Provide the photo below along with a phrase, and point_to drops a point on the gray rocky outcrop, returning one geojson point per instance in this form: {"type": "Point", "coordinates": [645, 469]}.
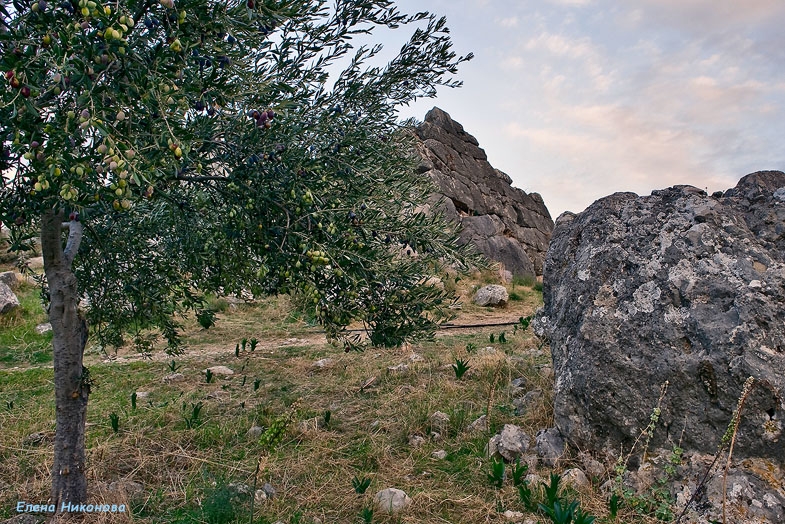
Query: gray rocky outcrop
{"type": "Point", "coordinates": [501, 221]}
{"type": "Point", "coordinates": [8, 300]}
{"type": "Point", "coordinates": [680, 288]}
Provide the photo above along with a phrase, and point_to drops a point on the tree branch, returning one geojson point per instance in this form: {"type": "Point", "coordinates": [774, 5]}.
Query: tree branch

* * * *

- Problem statement:
If a line above holds "this", count it; say how many such lines there are and nothing else.

- Solution:
2